DESCRIPTION OF THE TASK
Give back every line of the items below word for word, but leave the pictures out.

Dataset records
[Begin]
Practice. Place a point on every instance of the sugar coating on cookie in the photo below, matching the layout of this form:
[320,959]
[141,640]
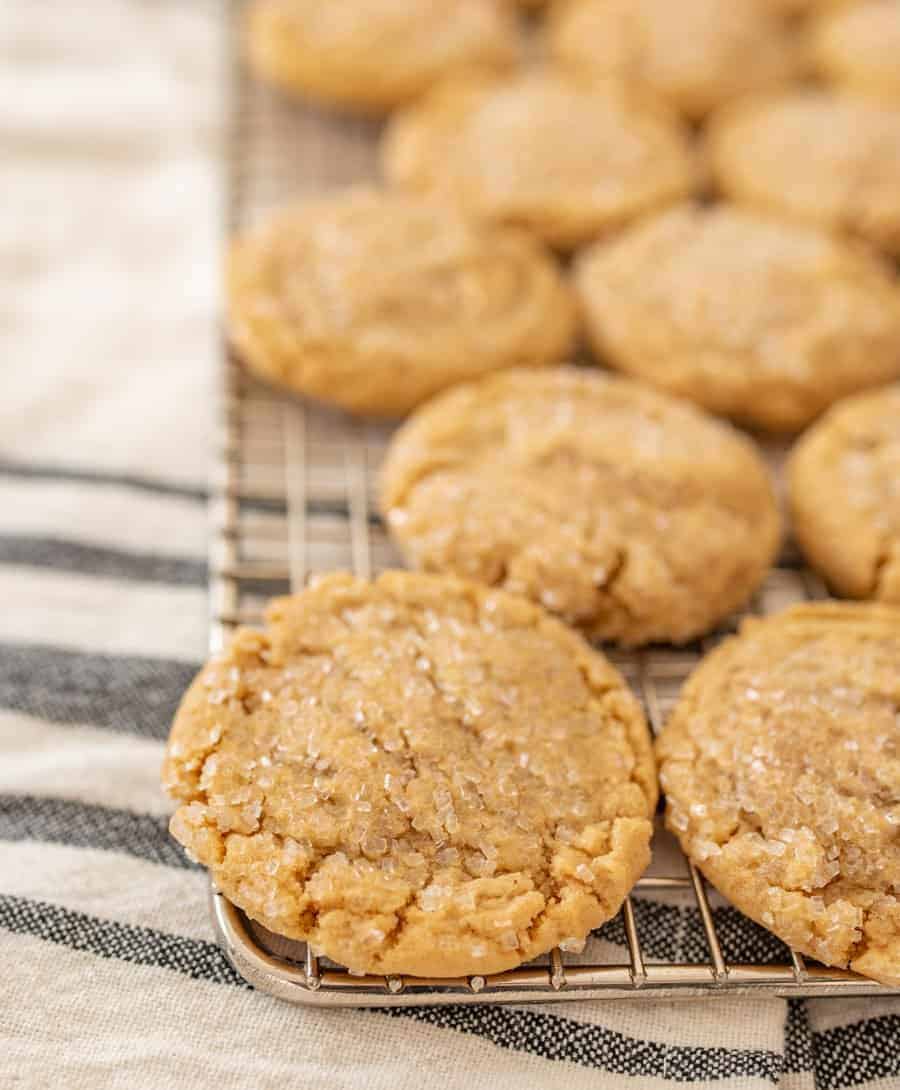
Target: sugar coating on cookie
[817,156]
[781,772]
[375,55]
[695,55]
[415,775]
[859,47]
[753,317]
[844,489]
[375,301]
[628,512]
[544,150]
[End]
ANSWER TO THIS TASK
Practice. Place a point on every instance of the sugar coating on cookie in the photo below, matching the layout of this form:
[320,959]
[141,640]
Target: sugar coating on cookie
[817,156]
[781,772]
[375,55]
[695,55]
[415,775]
[859,47]
[753,317]
[844,489]
[375,301]
[628,512]
[544,150]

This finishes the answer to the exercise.